**EXCERPTED TEXT**
Serverless Workflows on AWS: My Journey From SWF to Step Functions

AWS Lambda functions can only run for a maximum of five minutes. This must be distinctly understood, or nothing wonderful can come of the story you are about to hear.

The Problem

This past summer, my team and I set out to build an internal software system used for deployment testing on AWS. The application would run a large number of workflow executions in parallel each night and might perform a few one-off executions during the day – maybe six hours total use out of every twenty-four, with only a small fraction of that time spent doing actual compute tasks. Trying to scale, manage and spend money on EC2 instances for that workload didn’t interest us. We wanted to run our whole workflow process end-to-end on AWS Lambda.

And we did. Heaven help us, we did. This is our story.

Helpful Background: Workflows on AWS

(You can skip this section if you know SWF already) 

If your cloud application has lots of moving parts and does asynchronous processing, you probably need some kind of distributed workflow service: an orchestration system that will help you hand out tasks to worker processes and manage central state.

If your cloud is AWS, you may already be familiar with their well-established workflow service, SWF. The “S” stands for “Simple”, which is a bit of a misnomer, but using SWF is at least easier than building a fully managed, highly available workflow engine on your own. SWF’s fundamental abstractions are the “decider” – a piece of compute logic that figures out what task to perform next – and “workers”, ancillary processes that do the decider’s bidding. Implementing these functions is up to you. SWF makes sure each task gets assigned exactly once, maintains a record of task state throughout the workflow, and generally acts like a helpful parent getting children out the door on time for school.

The SWF FAQ says that workers and the decider “can run on cloud infrastructure, such as Amazon EC2, or on machines behind firewalls.” SWF also provides a mechanism for invoking AWS Lambda functions as worker tasks. But the implicit assumption is that you will use a long-running, persistent server for your decider.

That last point did not sit well with my team. For the reasons mentioned above, we much preferred to put that decider on Lambda too.

**DATA LINES**
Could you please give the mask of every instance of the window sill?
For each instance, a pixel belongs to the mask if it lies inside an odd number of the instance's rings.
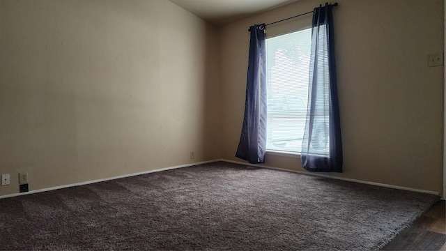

**YOUR TASK**
Continue the post on moving serverless workflows from SWF to Step Functions, beginning right after its last sentence.

**RESPONSE BELOW**
Serverless Workflows on SWF

AWS Lambda functions, as I said, can only run for a maximum of five minutes. But SWF architecture requires the decider regularly to poll SWF for what are called “decision tasks” – notifications that an activity worker has completed its duties and handed control back to the workflow. Our decider logic, when coordinating a more complicated deployment test, might have to do this polling for a couple of hours. How to perform this long-running task on a very short-running Lambda function?

Our initial answer: CloudWatch Events. Each time we started a workflow, we set up a CloudWatch rule that invoked the decider Lambda function every couple of minutes. The decider would wake up, check SWF, and go back to sleep if nothing interesting was happening.

The design looked something like this:

blank-diagram-page-1
Figure 1. Our serverless SWF design, at PowerPoint levels of naivety

 

While our implementation of this design worked well enough for the first few months of the project’s life, its limitations quickly became clear:

  • Latency. CloudWatch rules cannot run more frequently than once a minute, and SWF scheduling delays made it advisable to invoke the decider even less frequently than that. This situation created significant latency between workflow actions, leading to inflated workflow times that were especially noticeable for workflows involving lots of short tasks.
  • Cost. Having to run the decider on a two-minute loop throughout the life of the workflow somewhat negated the cost advantages we hoped to get from using Lambda instead of EC2 in the first place, especially as our number of workflows scaled up.
  • Runtime State. Every time the Lambda decider function ran, it had to figure out where it was in the workflow process. SWF is supposed to make stateless execution easy, and it provides the complete deployment workflow history as a JSON blob when handing tasks to the decider, but the blob quickly becomes unmanageably large and filled with superfluous data. To keep track of what was going on in the workflows, we resorted to maintaining ephemeral state in a DynamoDB table, adding more latency and cost.
  • Retries/Error Handling. SWF, I regret to say, has bugsSometimes SWF completely fails to schedule a task, or does it so late that the workflow’s task timeout expires. Finding and catching these errors required even more state maintained outside of SWF.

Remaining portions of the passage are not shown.